## Task goal:
The full set of records must be set down verbatim.

*** Data for analysis Section Begins ***

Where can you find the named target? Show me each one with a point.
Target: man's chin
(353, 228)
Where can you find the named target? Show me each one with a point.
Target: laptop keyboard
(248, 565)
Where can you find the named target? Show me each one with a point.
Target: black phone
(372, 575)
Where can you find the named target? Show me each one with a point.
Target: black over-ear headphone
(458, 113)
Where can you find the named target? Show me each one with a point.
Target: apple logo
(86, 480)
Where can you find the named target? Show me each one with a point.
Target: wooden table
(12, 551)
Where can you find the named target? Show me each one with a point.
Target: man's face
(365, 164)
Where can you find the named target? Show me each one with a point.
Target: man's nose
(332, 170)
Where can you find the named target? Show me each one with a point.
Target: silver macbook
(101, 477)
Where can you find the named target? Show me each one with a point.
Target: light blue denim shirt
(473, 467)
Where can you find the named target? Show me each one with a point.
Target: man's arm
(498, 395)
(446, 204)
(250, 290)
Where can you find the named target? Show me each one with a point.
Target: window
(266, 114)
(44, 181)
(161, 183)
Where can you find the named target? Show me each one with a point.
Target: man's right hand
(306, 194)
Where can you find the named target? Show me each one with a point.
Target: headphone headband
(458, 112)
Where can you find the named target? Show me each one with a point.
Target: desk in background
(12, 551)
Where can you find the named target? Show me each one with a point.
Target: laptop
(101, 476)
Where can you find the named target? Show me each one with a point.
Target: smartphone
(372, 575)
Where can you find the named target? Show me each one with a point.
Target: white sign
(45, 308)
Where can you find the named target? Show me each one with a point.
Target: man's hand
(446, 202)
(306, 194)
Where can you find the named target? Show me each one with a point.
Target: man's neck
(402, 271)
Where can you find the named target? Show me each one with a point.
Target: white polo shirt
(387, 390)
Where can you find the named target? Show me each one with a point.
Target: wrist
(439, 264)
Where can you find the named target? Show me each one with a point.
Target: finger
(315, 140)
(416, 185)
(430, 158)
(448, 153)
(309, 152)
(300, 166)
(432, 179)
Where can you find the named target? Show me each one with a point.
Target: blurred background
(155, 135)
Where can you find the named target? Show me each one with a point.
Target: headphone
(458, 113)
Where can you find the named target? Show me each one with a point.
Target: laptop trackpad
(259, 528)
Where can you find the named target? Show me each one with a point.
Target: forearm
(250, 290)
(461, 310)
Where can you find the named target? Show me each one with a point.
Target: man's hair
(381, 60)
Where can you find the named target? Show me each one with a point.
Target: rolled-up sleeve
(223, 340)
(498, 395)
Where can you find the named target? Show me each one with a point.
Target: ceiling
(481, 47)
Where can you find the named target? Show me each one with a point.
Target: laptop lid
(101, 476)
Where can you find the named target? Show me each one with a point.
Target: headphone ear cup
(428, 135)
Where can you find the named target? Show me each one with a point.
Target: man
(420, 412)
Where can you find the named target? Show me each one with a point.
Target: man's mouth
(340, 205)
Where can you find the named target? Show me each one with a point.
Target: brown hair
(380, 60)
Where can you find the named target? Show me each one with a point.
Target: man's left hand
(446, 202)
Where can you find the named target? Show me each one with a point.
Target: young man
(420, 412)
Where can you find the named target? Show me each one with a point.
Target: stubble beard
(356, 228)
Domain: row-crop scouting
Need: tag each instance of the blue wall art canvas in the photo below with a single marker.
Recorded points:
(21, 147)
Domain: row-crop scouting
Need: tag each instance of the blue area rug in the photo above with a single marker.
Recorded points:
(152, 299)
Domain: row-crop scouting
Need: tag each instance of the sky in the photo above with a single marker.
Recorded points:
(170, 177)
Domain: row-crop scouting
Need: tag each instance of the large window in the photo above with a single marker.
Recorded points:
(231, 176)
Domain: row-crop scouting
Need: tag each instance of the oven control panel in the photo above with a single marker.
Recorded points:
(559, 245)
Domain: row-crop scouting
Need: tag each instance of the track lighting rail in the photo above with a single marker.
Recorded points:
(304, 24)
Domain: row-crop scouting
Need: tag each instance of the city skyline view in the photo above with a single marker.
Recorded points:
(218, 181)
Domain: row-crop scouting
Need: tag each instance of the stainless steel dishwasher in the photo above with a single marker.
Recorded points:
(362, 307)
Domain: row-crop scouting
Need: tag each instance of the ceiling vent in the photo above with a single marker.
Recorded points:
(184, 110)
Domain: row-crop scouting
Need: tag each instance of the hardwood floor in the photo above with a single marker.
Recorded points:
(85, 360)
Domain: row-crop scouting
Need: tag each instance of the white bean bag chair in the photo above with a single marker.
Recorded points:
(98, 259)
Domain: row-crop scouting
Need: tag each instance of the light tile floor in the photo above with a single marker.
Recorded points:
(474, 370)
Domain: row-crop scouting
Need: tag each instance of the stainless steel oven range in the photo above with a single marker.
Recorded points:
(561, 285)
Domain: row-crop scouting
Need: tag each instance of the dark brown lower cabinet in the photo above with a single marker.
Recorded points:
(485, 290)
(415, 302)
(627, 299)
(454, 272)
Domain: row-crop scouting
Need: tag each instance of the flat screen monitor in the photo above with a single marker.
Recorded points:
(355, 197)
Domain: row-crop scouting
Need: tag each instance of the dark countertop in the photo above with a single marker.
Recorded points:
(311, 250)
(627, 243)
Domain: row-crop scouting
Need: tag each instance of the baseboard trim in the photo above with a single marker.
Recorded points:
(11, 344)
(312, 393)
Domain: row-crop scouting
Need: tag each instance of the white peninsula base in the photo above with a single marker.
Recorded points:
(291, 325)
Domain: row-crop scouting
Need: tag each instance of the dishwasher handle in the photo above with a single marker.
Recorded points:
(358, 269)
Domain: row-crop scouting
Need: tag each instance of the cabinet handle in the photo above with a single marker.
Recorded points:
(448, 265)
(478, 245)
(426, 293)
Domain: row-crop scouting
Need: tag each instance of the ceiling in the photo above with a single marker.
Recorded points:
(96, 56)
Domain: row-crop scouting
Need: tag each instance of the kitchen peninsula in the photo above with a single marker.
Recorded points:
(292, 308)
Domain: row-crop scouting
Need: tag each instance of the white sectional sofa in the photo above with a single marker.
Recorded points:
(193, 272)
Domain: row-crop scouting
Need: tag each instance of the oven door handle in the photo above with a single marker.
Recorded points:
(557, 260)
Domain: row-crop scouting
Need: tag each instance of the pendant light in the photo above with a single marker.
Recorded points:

*** Data for analysis Section Ends ***

## Final answer:
Where can you find the named target? Show me each one with a point.
Target: man's chin
(353, 228)
Where can you find the named target? Show me each one with a point.
Target: laptop keyboard
(248, 565)
Where can you find the named target? Show me each one with a point.
Target: black phone
(372, 575)
Where can you find the named target? Show me each one with a point.
Target: black over-ear headphone
(458, 113)
Where can you find the named target? Show me each one with a point.
Target: apple logo
(86, 480)
Where can you find the named target? Show me each one with a point.
Target: wooden table
(12, 551)
Where can you find the named target? Show me each one with a point.
Target: man's face
(365, 164)
Where can you find the named target? Show me each one with a point.
Target: man's nose
(332, 170)
Where can you find the named target? Show me each one with a point.
Target: silver macbook
(101, 477)
Where can you find the named target? Show me each one with a point.
Target: light blue denim shirt
(473, 467)
Where can you find the named target? Show me each one with a point.
Target: man's arm
(498, 395)
(446, 204)
(250, 290)
Where can you find the named target? Show me each one with a point.
Target: window
(266, 114)
(44, 181)
(161, 183)
Where can you find the named target? Show me each one with a point.
Target: man's right hand
(306, 194)
Where can you find the named target? Show me each one with a point.
Target: headphone headband
(458, 112)
Where can you find the named target? Show me each one with a point.
Target: desk in background
(12, 551)
Where can you find the named target? Show me each one with a point.
Target: laptop
(101, 476)
Where can you find the named target? Show me each one with a point.
Target: smartphone
(372, 575)
Where can you find the named target? Show me each one with a point.
Target: white sign
(45, 308)
Where can you find the named target? Show me each one with a point.
Target: man's hand
(446, 202)
(306, 194)
Where can you find the named target? Show me each one with a point.
Target: man's neck
(402, 271)
Where can you find the named target? Show me each one with a point.
Target: white polo shirt
(387, 390)
Where can you find the named target? Show me each one with a point.
Target: wrist
(439, 264)
Where can you find the named target? Show me each one with a point.
Target: finger
(315, 140)
(416, 185)
(430, 158)
(448, 153)
(309, 152)
(300, 166)
(432, 179)
Where can you find the named target? Show me each one with a point.
Target: blurred background
(155, 135)
Where can you find the named target? Show me each one with a point.
Target: headphone
(458, 113)
Where can you find the named target? Show me each one with a point.
Target: laptop trackpad
(259, 528)
Where can you find the named target? Show me each one with a point.
Target: forearm
(250, 290)
(461, 310)
Where can you find the named target? Show me each one with a point.
Target: man's hair
(381, 60)
Where can you find the named target? Show me each one with a point.
Target: rolled-up sleeve
(223, 340)
(498, 395)
Where can you find the named target? Show me each one with a point.
Target: ceiling
(481, 47)
Where can you find the named target? Show me each one with a point.
Target: laptop lid
(101, 476)
Where can you find the named target? Show me each one with a point.
Target: headphone ear cup
(428, 135)
Where can you find the named target? Show me each one with a point.
Target: man
(420, 412)
Where can you find the named target? Show me each one with a point.
Target: man's mouth
(340, 205)
Where can you find the named target? Show me each one with a point.
Target: brown hair
(380, 60)
Where can you find the named target? Show me each one with a point.
Target: man's left hand
(446, 202)
Where can you find the named target? Show me each one with a point.
Target: young man
(420, 412)
Where can you find the named target? Show me each one with a point.
Target: stubble beard
(356, 228)
Domain: row-crop scouting
Need: tag each instance of the blue wall art canvas in the photo below with a single marker.
Recorded points:
(21, 147)
Domain: row-crop scouting
Need: tag each instance of the blue area rug in the photo above with a single marker.
Recorded points:
(152, 299)
Domain: row-crop scouting
Need: tag each instance of the sky in the photo above with a single marker.
Recorded points:
(170, 177)
Domain: row-crop scouting
Need: tag each instance of the large window in the photo above with a single marker.
Recorded points:
(231, 176)
Domain: row-crop scouting
Need: tag each instance of the oven control panel in the photo above with a single marker.
Recorded points:
(559, 245)
Domain: row-crop scouting
Need: tag each instance of the track lighting rail in the photo above with a single marker.
Recorded points:
(304, 24)
Domain: row-crop scouting
Need: tag each instance of the city skyline view in the photo above with a single marker.
Recorded points:
(218, 181)
Domain: row-crop scouting
Need: tag each instance of the stainless steel dishwasher in the photo above with a single marker.
Recorded points:
(362, 307)
Domain: row-crop scouting
Need: tag each instance of the ceiling vent in the photo above with a single marker.
Recorded points:
(184, 110)
Domain: row-crop scouting
Need: tag each instance of the hardwood floor in the photo above with a single marker.
Recorded points:
(85, 360)
Domain: row-crop scouting
Need: tag each instance of the white bean bag chair in the photo above with a single marker.
Recorded points:
(98, 259)
Domain: row-crop scouting
Need: tag each instance of the light tile floor in the photo above with a single marker.
Recorded points:
(474, 370)
Domain: row-crop scouting
Need: tag each instance of the stainless steel oven range in the photo above with a single marker.
Recorded points:
(561, 285)
Domain: row-crop scouting
Need: tag each instance of the dark brown lower cabinet in the photo above with a single marker.
Recorded points:
(485, 290)
(415, 302)
(627, 299)
(454, 272)
Domain: row-crop scouting
Need: tag each instance of the flat screen monitor in the photo above with a single marker.
Recorded points:
(355, 197)
Domain: row-crop scouting
Need: tag each instance of the dark countertop in the photo above with a single marker.
Recorded points:
(311, 250)
(627, 243)
Domain: row-crop scouting
Need: tag each instance of the baseboard trim in the photo above with a single marker.
Recorded points:
(11, 344)
(312, 393)
Domain: row-crop scouting
Need: tag each instance of the white peninsula base in the photo above with a single marker.
Recorded points:
(291, 325)
Domain: row-crop scouting
Need: tag each instance of the dishwasher handle in the photo above with a single marker.
Recorded points:
(358, 269)
Domain: row-crop scouting
Need: tag each instance of the cabinet handle in the photo above with a single marker.
Recorded points:
(448, 265)
(478, 245)
(426, 293)
Domain: row-crop scouting
Need: tag each instance of the ceiling in the photo above with a single marker.
Recorded points:
(96, 56)
Domain: row-crop scouting
Need: tag each instance of the kitchen peninsula in the photo above with a single marker.
Recorded points:
(292, 308)
Domain: row-crop scouting
Need: tag each instance of the white sectional sofa in the photo above with a single marker.
Recorded points:
(193, 272)
Domain: row-crop scouting
Need: tag each instance of the oven door handle in the photo above with a single marker.
Recorded points:
(557, 260)
Domain: row-crop scouting
Need: tag each instance of the pendant light in the photo above with a single marker.
Recorded points:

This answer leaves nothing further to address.